> [Written instruction] Could you set out the lines below as a numbered list, skipping any blank ones?

> [Records for the task]
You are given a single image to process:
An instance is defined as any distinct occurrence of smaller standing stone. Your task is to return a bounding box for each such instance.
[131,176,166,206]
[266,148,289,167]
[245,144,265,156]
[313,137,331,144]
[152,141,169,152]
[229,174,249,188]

> [Task result]
1. You are given a single image to process:
2. An instance is defined as any distinct occurrence of smaller standing stone. Your task is to return a bounding box for each such instance.
3. [131,176,166,206]
4. [266,148,289,167]
5. [245,144,265,156]
6. [313,137,331,144]
7. [152,141,169,152]
8. [229,174,249,188]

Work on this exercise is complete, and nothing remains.